§ **SELECTED PASSAGE**
§

This paper examines land conceptualisations amidst shifting environmental relations. Drawing from agrarian environments of South Asia and assemblage thinking, it looks at the ecological and material implications of two technologies of government: statistical enumeration and digital land governance.

Paper long abstract:

Land conceptualisation and categorisation questions have invigorated discussions on the ongoing radical environmental transformations. Recognising the interconnectedness of the agrarian and the environment, it is crucial for studies that take relational approaches to the environment that pay closer attention to land transformation mechanisms and consequent changes in environmental subjectivities.

This paper extends recent discussions on relational approaches to the environment in two ways. Firstly, it draws on the insights of assemblage thinking applied to the hybrid nature of agrarian environments in South Asia. Secondly, it incorporates the historical trajectories of changing 'technologies of government' under British colonial rule and independent India, shedding light on the reconfigurations of social, material, and ecological relations that define land.

Technologies of government mediate relationships between states, localities, communities, and the non-human constituents of the environment. In this study, I delineate the ecological and material implications of two cases: statistical enumeration of forests during British Colonial rule and digitalised land governance in contemporary India.

§

§ **WHAT YOU NEED TO DO**
(a) In the paper abstract, rewrite the passage starting with "This paper examines" and going on through "digital land governance.", substituting "Southeast Asia" for "South Asia".
(b) According to the paper abstract, why should studies taking relational approaches to the environment pay closer attention to land transformation mechanisms? Answer in one to three sentences.

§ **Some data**
§

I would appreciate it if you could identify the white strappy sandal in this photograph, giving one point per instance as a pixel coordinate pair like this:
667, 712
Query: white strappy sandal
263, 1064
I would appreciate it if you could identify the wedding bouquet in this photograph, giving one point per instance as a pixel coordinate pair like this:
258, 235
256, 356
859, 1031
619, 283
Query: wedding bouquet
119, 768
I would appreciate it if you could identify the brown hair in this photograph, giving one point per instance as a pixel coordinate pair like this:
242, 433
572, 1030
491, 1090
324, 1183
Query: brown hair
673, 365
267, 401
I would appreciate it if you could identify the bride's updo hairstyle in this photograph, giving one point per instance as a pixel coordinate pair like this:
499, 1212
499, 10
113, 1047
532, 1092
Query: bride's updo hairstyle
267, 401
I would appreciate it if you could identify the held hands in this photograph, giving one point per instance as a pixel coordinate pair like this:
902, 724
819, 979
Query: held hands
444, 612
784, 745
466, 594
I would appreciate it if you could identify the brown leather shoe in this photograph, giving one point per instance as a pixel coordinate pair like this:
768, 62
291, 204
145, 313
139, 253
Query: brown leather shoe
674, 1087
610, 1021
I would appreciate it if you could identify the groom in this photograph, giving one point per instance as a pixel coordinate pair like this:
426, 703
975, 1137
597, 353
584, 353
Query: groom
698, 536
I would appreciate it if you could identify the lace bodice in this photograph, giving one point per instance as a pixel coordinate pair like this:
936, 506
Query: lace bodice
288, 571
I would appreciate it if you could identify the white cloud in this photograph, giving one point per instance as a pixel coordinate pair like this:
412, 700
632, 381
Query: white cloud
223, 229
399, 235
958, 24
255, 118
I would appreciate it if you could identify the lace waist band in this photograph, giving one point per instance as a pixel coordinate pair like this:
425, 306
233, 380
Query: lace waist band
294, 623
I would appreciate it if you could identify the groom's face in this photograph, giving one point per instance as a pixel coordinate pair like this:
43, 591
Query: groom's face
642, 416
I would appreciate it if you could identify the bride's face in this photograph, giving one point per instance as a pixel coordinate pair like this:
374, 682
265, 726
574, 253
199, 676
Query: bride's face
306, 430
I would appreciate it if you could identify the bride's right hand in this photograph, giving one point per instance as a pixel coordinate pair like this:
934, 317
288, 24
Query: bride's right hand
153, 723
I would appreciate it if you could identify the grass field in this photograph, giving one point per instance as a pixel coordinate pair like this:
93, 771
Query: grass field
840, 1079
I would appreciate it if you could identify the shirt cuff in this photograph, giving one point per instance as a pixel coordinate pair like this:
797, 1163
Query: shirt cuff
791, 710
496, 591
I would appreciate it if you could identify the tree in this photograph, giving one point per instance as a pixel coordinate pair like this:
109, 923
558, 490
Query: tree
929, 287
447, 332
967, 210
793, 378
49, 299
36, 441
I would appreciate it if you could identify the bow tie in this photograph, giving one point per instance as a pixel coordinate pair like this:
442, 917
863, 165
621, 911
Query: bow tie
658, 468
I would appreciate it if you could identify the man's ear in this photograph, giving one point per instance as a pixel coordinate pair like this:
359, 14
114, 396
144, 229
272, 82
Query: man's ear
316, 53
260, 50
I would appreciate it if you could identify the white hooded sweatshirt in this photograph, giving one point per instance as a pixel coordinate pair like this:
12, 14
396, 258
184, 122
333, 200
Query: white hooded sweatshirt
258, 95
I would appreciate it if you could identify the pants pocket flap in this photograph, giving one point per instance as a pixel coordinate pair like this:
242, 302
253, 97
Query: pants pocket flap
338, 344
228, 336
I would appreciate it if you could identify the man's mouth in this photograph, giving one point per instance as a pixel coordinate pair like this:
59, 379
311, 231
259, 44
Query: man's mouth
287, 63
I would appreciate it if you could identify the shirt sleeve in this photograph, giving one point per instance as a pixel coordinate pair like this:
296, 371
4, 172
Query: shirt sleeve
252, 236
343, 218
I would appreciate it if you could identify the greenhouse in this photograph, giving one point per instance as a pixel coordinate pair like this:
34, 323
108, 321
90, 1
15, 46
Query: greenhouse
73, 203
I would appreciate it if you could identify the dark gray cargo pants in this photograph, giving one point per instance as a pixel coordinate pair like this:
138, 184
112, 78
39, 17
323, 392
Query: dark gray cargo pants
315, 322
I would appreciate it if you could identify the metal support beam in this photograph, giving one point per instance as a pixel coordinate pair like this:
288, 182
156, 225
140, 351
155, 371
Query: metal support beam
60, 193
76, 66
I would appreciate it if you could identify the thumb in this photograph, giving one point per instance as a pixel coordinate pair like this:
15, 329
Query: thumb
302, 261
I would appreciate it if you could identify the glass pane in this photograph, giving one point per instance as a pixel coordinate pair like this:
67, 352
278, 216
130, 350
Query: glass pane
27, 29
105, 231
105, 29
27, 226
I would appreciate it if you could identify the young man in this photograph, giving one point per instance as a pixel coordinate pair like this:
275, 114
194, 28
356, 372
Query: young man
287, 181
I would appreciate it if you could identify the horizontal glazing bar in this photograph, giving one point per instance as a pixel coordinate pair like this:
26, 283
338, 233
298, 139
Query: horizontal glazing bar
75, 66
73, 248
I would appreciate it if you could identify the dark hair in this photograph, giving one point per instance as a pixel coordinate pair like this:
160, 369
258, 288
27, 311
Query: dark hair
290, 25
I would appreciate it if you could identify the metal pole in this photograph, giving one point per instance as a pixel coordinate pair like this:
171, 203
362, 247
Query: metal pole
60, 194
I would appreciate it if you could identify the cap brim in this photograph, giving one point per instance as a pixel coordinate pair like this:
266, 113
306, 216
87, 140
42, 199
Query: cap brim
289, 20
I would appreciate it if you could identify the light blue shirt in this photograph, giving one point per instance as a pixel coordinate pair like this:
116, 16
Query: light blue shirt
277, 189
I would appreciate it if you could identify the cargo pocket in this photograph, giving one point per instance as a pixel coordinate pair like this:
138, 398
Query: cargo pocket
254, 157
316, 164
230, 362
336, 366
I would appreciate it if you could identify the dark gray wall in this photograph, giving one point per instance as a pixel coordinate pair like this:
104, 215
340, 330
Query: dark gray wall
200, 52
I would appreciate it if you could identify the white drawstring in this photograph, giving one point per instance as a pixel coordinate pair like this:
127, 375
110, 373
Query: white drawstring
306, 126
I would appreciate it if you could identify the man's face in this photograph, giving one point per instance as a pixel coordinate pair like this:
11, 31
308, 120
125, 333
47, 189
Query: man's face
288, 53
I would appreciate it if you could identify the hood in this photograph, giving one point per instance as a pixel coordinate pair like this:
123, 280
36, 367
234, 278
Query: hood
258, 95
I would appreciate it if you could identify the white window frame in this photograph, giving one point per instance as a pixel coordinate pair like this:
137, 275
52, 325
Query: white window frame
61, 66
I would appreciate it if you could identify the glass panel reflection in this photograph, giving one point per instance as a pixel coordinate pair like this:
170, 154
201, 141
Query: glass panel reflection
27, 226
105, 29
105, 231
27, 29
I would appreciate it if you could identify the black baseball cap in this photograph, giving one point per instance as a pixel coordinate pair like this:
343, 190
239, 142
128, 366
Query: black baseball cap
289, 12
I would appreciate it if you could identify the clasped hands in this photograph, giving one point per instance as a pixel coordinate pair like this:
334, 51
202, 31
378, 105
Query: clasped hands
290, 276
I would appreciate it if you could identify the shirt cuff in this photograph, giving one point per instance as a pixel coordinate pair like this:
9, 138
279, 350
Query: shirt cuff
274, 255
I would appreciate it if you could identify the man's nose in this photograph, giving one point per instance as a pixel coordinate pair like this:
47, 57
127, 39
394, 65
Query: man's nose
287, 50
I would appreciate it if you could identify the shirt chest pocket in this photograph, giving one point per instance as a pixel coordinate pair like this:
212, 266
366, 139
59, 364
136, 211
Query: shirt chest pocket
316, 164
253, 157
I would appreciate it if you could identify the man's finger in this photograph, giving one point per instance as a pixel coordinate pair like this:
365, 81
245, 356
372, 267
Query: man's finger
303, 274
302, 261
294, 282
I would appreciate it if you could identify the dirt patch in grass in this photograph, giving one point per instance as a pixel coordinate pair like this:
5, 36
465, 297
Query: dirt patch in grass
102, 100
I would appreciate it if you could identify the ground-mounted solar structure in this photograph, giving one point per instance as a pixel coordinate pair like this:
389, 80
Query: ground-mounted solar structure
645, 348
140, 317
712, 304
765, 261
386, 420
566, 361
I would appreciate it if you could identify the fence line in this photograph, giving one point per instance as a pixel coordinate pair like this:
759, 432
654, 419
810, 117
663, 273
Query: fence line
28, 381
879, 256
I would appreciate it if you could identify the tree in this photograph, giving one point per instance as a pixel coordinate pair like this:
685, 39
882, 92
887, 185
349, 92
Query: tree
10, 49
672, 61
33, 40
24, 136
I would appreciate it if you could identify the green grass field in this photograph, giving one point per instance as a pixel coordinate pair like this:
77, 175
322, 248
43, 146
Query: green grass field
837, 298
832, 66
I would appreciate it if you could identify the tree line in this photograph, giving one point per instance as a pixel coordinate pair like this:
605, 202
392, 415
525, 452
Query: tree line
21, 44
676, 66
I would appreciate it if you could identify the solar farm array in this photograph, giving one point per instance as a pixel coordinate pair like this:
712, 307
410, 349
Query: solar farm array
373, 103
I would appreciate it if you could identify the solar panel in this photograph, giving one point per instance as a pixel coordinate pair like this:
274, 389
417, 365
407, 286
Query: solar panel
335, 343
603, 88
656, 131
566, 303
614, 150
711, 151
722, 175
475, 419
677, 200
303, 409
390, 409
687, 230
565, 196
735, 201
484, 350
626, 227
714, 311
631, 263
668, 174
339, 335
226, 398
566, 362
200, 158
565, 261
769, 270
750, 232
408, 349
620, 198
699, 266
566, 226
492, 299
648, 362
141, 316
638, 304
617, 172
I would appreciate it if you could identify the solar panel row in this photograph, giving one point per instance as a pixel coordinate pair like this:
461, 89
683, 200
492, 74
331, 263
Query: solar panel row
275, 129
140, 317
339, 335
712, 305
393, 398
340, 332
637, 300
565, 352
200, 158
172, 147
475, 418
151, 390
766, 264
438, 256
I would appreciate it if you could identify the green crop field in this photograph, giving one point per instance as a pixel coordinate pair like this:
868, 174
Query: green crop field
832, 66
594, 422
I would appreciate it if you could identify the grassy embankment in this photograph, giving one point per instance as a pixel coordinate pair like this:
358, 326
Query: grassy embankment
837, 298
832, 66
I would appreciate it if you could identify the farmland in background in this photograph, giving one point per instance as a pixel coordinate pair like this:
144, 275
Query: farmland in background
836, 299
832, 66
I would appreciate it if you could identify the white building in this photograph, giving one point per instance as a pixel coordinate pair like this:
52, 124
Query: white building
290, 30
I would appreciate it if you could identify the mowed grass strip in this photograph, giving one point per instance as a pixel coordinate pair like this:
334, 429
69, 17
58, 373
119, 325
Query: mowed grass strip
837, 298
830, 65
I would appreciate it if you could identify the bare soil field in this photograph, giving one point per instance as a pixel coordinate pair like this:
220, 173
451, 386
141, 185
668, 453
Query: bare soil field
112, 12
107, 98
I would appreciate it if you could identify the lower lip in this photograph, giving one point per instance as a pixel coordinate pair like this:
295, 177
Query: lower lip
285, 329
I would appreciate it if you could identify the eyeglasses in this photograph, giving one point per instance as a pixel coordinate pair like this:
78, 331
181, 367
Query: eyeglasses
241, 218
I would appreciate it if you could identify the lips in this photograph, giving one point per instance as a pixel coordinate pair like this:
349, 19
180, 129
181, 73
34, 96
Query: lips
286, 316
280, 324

§

§ **THE RESPONSES**
(a)
This paper examines land conceptualisations amidst shifting environmental relations. Drawing from agrarian environments of Southeast Asia and assemblage thinking, it looks at the ecological and material implications of two technologies of government: statistical enumeration and digital land governance.

(b) Such studies should pay closer attention because the agrarian and the environment are interconnected. That link makes it crucial for them to examine how land is transformed and the changes in environmental subjectivities that follow.